*** DOCUMENTO DE ORIGEM

Palabras-clave empleo femenino, flexibilidad en el  tiempo de trabajo, articulación con la vida familiar, nuevos sectores de actividad.

 

O crescente envolvimento das mulheres no mercado de trabalho tem coexistido com profundas transformações económicas, tecnológicas, organizacionais e laborais. Tendo como tela de fundo este contexto, é nosso objetivo dar conta da expressão e dos contornos do emprego feminino, da precariedade contratual e da flexibilidade de tempo de trabalho, considerando, numa primeira parte, dados provenientes de fontes estatísticas nacionais e europeias. Num segundo momento, procuraremos refletir sobre os efeitos gerados por estas novas dinâmicas nas condições de trabalho e na organização da vida familiar das mulheres que prestam atividade em alguns dos “novos” setores dos serviços1 (segmento das novas tecnologias de informação e comunicação, incluindo o ramo dos call centres, e “novo comércio” de retalho, integrando a grande distribuição).

******
*** MATERIAL FORNECIDO

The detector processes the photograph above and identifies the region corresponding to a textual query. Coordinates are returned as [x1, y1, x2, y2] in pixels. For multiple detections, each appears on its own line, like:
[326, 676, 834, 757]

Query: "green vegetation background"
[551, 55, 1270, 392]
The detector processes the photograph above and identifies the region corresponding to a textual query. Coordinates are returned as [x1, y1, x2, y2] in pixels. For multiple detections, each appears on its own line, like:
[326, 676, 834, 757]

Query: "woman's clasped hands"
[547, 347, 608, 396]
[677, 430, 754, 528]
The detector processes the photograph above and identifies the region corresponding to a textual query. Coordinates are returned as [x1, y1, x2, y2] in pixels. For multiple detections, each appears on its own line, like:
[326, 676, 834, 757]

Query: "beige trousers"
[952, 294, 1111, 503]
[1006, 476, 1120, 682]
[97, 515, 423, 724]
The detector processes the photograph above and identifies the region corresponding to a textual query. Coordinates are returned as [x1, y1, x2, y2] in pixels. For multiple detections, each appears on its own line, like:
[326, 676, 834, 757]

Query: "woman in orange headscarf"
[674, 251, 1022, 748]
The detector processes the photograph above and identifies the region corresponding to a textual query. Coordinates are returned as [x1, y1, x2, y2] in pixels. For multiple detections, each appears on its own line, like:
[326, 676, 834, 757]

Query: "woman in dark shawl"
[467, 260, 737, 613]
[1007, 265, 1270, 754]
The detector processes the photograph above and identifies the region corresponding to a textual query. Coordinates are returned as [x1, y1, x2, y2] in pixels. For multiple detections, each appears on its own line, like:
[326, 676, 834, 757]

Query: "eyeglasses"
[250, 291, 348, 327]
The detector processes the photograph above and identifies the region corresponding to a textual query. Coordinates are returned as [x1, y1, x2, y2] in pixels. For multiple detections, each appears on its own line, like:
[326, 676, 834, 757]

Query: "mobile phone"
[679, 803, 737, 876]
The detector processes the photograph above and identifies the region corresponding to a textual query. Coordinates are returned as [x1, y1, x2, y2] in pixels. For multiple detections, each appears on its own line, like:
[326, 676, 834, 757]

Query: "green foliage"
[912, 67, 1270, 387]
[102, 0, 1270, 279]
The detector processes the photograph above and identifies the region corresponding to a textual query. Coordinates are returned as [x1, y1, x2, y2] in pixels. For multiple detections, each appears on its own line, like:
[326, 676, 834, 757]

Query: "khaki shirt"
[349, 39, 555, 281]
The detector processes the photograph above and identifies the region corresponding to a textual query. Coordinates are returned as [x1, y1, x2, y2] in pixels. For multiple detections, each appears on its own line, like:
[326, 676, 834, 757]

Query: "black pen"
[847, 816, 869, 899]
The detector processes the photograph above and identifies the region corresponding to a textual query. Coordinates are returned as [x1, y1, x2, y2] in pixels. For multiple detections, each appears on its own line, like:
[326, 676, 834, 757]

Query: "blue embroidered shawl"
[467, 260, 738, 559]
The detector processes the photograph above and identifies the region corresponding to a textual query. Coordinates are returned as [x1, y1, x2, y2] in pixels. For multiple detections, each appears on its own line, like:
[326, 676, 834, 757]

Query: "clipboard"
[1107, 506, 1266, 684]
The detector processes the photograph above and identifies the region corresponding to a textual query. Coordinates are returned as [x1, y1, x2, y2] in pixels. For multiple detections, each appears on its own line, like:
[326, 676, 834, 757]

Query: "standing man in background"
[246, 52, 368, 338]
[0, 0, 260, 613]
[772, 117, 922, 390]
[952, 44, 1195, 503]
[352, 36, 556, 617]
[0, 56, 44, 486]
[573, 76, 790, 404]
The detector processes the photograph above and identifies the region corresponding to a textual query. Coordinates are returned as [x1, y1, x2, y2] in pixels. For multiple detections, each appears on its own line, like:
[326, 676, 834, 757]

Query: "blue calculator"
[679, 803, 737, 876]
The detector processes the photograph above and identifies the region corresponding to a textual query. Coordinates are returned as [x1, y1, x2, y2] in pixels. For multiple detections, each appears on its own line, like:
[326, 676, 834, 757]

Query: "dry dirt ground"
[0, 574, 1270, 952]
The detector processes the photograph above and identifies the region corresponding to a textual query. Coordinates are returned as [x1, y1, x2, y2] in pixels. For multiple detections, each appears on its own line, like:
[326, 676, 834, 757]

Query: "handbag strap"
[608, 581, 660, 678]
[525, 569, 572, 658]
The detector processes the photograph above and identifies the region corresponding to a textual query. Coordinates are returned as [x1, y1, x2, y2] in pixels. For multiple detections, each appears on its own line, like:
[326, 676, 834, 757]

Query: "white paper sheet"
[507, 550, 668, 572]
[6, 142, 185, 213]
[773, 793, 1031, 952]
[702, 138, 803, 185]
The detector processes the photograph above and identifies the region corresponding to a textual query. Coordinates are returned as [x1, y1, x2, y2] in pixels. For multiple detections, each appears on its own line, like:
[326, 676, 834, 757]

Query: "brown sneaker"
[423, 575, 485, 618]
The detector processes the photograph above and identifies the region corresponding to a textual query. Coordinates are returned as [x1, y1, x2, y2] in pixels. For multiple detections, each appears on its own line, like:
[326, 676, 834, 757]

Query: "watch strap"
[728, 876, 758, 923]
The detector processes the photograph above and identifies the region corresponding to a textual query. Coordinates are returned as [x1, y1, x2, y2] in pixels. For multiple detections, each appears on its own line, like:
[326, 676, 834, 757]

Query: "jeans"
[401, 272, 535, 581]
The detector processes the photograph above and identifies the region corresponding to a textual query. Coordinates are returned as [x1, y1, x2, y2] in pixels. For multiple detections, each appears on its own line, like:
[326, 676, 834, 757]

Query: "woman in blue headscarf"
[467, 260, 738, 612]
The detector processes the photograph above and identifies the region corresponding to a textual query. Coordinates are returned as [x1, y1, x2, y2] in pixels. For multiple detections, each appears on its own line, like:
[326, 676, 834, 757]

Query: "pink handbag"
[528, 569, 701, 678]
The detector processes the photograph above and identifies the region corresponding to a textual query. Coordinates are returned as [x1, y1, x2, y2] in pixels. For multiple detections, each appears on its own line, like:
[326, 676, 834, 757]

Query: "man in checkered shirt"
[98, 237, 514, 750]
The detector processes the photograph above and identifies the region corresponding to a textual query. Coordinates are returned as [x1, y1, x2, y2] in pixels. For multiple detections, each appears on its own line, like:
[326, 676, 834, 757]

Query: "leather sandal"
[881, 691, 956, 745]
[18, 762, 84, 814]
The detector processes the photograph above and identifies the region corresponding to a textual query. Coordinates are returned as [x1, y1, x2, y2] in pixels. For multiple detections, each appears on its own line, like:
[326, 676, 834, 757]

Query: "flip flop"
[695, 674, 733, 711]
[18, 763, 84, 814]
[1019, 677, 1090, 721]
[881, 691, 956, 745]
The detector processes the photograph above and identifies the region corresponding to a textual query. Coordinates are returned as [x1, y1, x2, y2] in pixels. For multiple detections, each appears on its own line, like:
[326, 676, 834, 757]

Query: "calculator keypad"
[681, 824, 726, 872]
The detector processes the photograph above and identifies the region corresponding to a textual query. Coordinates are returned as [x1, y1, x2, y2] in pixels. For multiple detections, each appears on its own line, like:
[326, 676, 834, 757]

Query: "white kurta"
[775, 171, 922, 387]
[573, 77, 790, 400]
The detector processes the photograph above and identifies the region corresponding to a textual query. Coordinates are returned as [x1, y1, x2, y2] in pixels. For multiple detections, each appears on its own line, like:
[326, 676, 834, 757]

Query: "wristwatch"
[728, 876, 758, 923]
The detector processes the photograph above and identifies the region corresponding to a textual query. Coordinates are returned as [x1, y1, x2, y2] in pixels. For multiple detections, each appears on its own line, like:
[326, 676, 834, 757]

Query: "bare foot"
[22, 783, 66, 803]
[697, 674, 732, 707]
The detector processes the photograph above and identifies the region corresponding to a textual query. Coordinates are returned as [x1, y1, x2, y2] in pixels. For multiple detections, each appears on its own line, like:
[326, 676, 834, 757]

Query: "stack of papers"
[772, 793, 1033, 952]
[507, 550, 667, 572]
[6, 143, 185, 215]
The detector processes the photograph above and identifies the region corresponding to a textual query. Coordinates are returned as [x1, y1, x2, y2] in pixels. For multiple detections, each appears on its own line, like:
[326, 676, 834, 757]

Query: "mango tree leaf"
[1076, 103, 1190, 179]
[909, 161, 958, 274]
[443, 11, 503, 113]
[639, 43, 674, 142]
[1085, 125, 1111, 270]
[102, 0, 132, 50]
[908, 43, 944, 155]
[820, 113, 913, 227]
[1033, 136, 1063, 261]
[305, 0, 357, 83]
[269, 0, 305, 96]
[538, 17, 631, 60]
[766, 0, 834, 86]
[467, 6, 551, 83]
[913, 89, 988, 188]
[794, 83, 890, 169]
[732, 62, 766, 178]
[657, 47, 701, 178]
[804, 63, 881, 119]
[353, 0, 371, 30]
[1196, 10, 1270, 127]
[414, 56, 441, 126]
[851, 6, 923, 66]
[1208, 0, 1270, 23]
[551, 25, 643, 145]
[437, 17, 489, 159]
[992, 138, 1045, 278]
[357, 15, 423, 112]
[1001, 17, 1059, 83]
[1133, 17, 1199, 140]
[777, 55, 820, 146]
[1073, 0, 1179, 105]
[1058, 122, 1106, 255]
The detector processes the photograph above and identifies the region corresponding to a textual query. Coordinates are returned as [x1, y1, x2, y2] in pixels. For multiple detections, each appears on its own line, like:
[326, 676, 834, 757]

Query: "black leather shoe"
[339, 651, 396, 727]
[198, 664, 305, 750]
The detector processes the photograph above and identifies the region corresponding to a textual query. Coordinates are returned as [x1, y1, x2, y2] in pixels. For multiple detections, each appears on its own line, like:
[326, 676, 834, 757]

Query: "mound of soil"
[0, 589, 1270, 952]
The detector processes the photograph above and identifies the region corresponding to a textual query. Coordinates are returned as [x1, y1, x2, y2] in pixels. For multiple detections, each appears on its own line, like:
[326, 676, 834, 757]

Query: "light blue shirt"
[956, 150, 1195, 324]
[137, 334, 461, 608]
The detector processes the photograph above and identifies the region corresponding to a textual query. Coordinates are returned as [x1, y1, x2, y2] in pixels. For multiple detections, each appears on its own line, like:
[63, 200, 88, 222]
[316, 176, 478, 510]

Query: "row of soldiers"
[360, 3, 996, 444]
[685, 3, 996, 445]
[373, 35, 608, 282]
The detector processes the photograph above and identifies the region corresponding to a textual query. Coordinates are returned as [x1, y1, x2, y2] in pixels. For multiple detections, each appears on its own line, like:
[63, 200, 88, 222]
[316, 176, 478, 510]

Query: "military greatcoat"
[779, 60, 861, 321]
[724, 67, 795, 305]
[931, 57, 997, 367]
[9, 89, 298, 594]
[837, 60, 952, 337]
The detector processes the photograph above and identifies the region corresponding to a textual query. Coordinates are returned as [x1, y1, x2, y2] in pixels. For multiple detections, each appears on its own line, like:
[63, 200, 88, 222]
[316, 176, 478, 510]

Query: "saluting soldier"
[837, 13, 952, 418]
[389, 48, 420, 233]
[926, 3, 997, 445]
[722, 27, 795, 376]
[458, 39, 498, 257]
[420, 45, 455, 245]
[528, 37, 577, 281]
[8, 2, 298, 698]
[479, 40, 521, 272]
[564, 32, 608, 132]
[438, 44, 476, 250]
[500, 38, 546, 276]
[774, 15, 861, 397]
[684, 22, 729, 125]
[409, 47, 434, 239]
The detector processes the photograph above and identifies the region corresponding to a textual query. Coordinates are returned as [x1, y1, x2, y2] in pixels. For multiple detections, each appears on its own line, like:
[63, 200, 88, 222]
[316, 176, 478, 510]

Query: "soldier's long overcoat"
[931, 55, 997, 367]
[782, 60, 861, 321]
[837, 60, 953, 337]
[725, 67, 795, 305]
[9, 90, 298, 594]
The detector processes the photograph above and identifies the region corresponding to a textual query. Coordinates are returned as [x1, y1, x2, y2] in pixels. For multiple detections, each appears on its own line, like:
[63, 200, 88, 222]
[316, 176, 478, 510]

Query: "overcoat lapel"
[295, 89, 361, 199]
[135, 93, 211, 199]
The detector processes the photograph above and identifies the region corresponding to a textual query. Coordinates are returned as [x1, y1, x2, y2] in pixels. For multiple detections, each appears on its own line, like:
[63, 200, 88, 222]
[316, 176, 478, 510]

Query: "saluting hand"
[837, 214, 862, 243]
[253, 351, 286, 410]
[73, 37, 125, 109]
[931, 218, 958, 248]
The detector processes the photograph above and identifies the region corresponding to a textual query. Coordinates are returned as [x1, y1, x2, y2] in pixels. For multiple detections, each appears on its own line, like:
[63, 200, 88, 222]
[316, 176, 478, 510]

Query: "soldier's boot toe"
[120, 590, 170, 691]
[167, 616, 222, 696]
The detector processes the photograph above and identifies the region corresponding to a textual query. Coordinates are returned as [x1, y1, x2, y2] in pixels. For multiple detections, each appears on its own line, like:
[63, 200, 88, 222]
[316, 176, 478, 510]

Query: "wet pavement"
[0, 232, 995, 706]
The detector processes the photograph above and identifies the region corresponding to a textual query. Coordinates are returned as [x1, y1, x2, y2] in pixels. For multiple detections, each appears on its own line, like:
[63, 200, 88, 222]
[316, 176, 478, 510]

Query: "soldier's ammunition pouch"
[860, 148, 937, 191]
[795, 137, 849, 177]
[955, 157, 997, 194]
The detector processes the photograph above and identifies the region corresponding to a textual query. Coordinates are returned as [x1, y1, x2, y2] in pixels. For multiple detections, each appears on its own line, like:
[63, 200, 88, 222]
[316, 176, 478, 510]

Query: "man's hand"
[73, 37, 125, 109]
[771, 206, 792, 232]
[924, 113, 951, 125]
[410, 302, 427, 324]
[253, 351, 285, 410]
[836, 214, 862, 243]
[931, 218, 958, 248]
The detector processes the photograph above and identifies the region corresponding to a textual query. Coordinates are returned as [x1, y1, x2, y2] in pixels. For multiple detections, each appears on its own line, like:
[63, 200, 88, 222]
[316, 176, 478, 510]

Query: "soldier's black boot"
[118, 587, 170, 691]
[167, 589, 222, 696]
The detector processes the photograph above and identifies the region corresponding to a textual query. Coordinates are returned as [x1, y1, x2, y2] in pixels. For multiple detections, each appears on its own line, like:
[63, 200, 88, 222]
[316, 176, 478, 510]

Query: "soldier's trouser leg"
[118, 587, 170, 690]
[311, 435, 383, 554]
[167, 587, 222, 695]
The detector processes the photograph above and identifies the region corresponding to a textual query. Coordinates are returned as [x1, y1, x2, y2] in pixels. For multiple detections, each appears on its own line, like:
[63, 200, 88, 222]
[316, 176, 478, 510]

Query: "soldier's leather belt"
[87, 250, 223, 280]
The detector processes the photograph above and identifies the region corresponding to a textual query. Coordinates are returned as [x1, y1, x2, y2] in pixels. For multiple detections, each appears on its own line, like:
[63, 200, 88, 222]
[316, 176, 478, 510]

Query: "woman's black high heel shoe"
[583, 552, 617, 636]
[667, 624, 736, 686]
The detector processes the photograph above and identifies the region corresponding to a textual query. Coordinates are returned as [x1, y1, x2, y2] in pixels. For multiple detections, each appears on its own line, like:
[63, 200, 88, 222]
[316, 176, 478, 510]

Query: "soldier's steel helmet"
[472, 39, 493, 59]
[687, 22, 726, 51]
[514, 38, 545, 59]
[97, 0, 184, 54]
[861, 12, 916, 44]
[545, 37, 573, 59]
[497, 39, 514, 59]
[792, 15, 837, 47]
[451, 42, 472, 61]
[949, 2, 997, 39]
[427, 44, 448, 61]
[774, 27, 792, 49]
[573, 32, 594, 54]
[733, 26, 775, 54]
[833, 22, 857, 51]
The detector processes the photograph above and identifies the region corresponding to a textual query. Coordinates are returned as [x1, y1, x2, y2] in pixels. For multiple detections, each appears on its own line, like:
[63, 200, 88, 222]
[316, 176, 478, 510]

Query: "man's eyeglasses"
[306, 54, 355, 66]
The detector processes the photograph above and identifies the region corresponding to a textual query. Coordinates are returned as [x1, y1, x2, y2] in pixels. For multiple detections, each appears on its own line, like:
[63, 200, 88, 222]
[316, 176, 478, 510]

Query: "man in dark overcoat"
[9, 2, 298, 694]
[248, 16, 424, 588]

******

__O QUE PRODUZIR__: Pode dar seguimento ao texto sobre o emprego feminino e a flexibilidade do tempo de trabalho, começando logo após a última frase apresentada?

__RESPOSTA FINAL__:
O estudo apresentado permite constatar que as alterações na relação de emprego e nos tempos de trabalho não geram apenas efeitos complexos (e até contraditórios) nas relações de género; dificultam também a articulação com a vida familiar e reforçam as desigualdades no seio da força de trabalho feminina. Temos sublinhado que as transformações do trabalho e do emprego estão associadas a uma reconfiguração dos vetores de segregação sexual nos “novos serviços” (Casaca, 2005; 2006); neste artigo, procuramos perspetivar as dinâmicas atuais à luz da heterogeneidade feminina, refletindo sobre as desiguais condições de emprego e de vida entre as mulheres. Concluímos que as trabalhadoras dos “novos setores dos serviços” podem ser agrupadas em duas categorias: aquelas que pertencem ao segmento “luminoso” da nova economia (uma minoria mulheres que integra as áreas intensivas em tecnologia e conhecimento) e as que trabalham no setor da distribuição/comércio retalhista e em call centres (grupo que pertence ao segmento “sombrio”, ainda que nenhuma das categorias seja homogénea no seu interior). Enquanto as primeiras beneficiam de uma relação contratual segura, de um emprego bem remunerado e qualificado, as segundas deparam-se com condições de trabalho degradadas e muitas transitam (sucessivamente) entre empregos precários. A flexibilidade temporal é vivenciada em registos distintos (horários distendidos e prolongados, no primeiro caso, e horários mais reduzidos, mas diversificados e imprevisíveis, na segunda situação); para ambos os grupos, porém, quase nunca estas novas temporalidades se traduzem em maleabilidade e num melhor equilíbrio entre a esfera profissional e a familiar.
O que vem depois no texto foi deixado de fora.